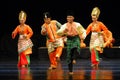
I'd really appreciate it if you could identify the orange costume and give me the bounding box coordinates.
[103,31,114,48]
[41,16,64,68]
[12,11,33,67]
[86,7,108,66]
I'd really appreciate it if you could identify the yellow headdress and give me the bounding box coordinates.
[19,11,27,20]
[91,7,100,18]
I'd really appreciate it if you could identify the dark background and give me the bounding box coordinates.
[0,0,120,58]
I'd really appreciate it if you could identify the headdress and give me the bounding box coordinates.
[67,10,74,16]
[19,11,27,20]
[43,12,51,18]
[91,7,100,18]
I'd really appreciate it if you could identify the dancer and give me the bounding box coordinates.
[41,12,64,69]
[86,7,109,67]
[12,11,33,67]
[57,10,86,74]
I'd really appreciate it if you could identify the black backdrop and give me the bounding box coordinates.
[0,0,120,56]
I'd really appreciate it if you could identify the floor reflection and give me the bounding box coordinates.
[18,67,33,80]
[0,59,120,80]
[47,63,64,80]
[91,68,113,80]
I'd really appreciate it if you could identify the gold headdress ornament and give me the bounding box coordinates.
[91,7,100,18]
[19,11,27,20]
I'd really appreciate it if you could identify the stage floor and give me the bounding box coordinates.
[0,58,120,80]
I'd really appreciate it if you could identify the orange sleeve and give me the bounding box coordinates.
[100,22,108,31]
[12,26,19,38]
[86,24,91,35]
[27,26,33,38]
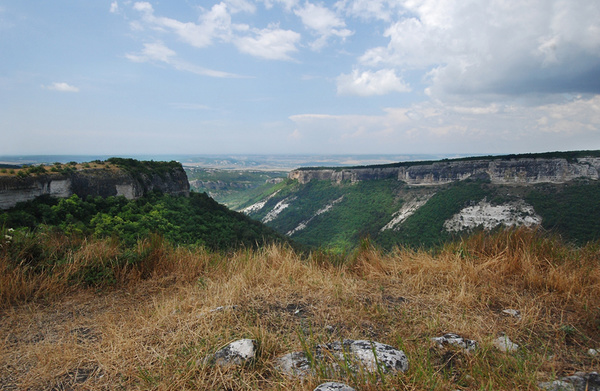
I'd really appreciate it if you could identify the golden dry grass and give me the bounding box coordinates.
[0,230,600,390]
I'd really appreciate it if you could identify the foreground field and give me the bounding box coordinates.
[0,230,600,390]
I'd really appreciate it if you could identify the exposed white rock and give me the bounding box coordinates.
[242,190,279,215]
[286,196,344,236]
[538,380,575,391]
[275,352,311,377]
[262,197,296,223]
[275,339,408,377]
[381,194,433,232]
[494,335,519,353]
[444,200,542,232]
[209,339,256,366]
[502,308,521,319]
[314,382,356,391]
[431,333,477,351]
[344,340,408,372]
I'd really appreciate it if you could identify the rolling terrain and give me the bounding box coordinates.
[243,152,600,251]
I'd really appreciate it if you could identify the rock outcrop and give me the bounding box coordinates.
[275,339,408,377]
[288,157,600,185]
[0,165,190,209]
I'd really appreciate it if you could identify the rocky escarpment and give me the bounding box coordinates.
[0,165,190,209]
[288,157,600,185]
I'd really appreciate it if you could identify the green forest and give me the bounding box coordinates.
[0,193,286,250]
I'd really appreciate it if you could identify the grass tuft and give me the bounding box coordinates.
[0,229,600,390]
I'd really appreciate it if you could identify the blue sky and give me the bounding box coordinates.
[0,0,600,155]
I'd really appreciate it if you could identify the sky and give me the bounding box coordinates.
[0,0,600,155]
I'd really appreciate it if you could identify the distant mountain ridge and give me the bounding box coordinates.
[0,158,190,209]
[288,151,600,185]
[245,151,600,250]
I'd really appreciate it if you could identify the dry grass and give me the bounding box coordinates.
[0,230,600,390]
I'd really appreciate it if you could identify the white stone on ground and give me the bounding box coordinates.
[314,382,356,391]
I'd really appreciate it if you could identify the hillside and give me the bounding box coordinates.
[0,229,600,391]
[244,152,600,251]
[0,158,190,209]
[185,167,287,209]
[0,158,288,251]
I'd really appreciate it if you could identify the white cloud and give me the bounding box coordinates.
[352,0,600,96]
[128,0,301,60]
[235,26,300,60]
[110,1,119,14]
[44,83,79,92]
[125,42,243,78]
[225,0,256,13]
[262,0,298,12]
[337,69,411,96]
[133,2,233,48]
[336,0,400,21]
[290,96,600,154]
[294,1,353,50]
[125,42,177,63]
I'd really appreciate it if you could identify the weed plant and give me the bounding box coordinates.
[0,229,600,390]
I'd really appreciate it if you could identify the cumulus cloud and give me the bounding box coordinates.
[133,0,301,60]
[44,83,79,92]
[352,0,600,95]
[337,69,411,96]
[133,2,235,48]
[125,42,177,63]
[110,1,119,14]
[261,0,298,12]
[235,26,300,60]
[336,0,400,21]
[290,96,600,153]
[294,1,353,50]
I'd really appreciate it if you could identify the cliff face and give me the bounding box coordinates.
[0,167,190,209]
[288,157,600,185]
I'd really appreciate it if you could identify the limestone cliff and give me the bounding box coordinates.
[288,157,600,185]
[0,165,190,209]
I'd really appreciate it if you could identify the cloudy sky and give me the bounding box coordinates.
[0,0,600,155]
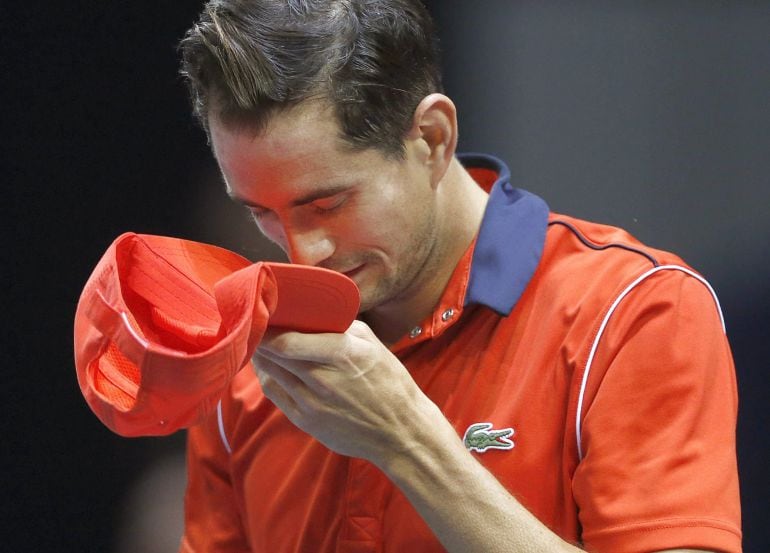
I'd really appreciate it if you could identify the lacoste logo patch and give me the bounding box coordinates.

§ Aim of the exercise
Could you repeat all of the material above word for word, leaving out the pictures?

§ Full answer
I'd really appreciate it if you could identify the orange costume and give me the bounding box coordinates.
[103,31,114,48]
[41,16,64,68]
[12,11,33,67]
[86,7,108,66]
I'd really appreciate it if you could identify the yellow headdress and give me the bounding box coordinates.
[19,11,27,20]
[91,7,100,18]
I'd really appreciate it if you could identify the dark background and give me the bounding box coordinates.
[0,0,120,58]
I'd really appreciate it if you could identify the headdress and give me the bounding box coordinates.
[67,10,74,16]
[19,11,27,20]
[43,12,51,18]
[91,7,100,18]
I'd really appreciate it if you could identify the dancer and give me the bounding box coordinates.
[41,12,64,69]
[86,7,109,67]
[12,11,33,67]
[57,10,86,74]
I'd really appreciate it if you could identify the black backdrop and give me the bounding box coordinates.
[0,0,120,56]
I'd really appreciate it if you could identify the floor reflection and give me the bounding box coordinates.
[18,67,33,80]
[0,59,120,80]
[47,63,64,80]
[91,68,113,80]
I'd really appreciate it if you could identify the gold headdress ornament and give me the bounding box coordinates.
[91,7,100,18]
[19,11,27,20]
I'd really appreciate it if you could identify the stage floor and give me the bounding box coordinates.
[0,58,120,80]
I'd really appreciate it if you could identify the orange sleeve and give me the bounding box coordinates.
[100,22,108,31]
[12,26,19,38]
[86,24,91,35]
[27,26,33,38]
I'd really appreciate it if you could identify the golden dry grass and give me the bounding box coordinates.
[0,230,600,390]
I'd really appreciate it if you could identify the foreground field and give me the bounding box coordinates.
[0,230,600,390]
I'd really appreciate it if you could identify the exposed white rock and give me the bounding box coordinates.
[242,190,279,215]
[286,196,344,236]
[538,380,575,391]
[275,352,311,377]
[262,197,296,223]
[275,339,408,377]
[381,194,433,232]
[494,335,519,353]
[444,200,542,232]
[209,339,256,366]
[502,308,521,319]
[314,382,356,391]
[431,333,477,351]
[344,340,408,372]
I'd really appreciate it if you could identify the rolling terrain and give me the bounding box coordinates.
[243,152,600,251]
I'd really appreciate it if you could identify the rock outcrop and give me the bounding box coordinates.
[275,339,408,377]
[288,157,600,185]
[0,165,190,209]
I'd really appreciate it if you could identify the rocky escarpment and give me the bounding box coordinates.
[0,165,190,209]
[288,157,600,185]
I'd really appreciate it if you could identify the green forest and give me the bounding box coordinates.
[0,193,286,250]
I'd really appreciate it if you could identify the grass tuft and give me the bounding box coordinates.
[0,229,600,390]
I'd really appreciate it if you could identify the blue sky and give me the bounding box coordinates.
[0,0,600,155]
I'd really appreciate it if you could identify the sky and give me the bounding box coordinates.
[0,0,600,155]
I'd really appreciate it if you could identify the distant mountain ridge and give me the bounding box coordinates.
[0,158,190,209]
[288,151,600,185]
[245,151,600,250]
I'd really appreciate it if you could identify the dry grass and give me the bounding box coordinates.
[0,230,600,390]
I'd really appreciate it if you could identify the white stone on ground and give me the bounding box coordinates.
[314,382,356,391]
I'd really appreciate it if you could identify the hillside and give me the bounding box coordinates.
[0,229,600,391]
[244,152,600,251]
[0,158,190,209]
[185,167,287,209]
[0,158,288,251]
I'd really appreciate it if you could identify the white cloud and give me the bounding box coordinates.
[352,0,600,96]
[128,0,301,60]
[235,26,300,60]
[110,1,119,14]
[44,83,79,92]
[125,42,243,78]
[225,0,256,13]
[262,0,298,12]
[337,69,411,96]
[133,2,233,48]
[336,0,400,21]
[290,96,600,154]
[294,1,353,50]
[125,42,177,63]
I'd really appreciate it if you could identify the weed plant and give me the bounding box coordinates.
[0,229,600,390]
I'd really appreciate it if you could identify the cumulus cloud and give me the bounding box coordinates.
[133,0,301,60]
[44,83,79,92]
[352,0,600,95]
[337,69,411,96]
[133,2,235,48]
[125,42,177,63]
[110,1,119,14]
[261,0,298,12]
[235,26,300,60]
[336,0,400,21]
[290,96,600,153]
[294,1,353,50]
I'd really appreciate it if you could identify the cliff face and give me the bounding box coordinates.
[0,167,190,209]
[288,157,600,185]
I'd really appreciate it if you could identify the limestone cliff and give me the bounding box coordinates.
[288,157,600,185]
[0,165,190,209]
I'd really appreciate it if you could identify the cloudy sky and give me the bounding box coordinates.
[0,0,600,155]
I'd really appreciate it if you could identify the lacoste logo patch and give me the bounding box coordinates.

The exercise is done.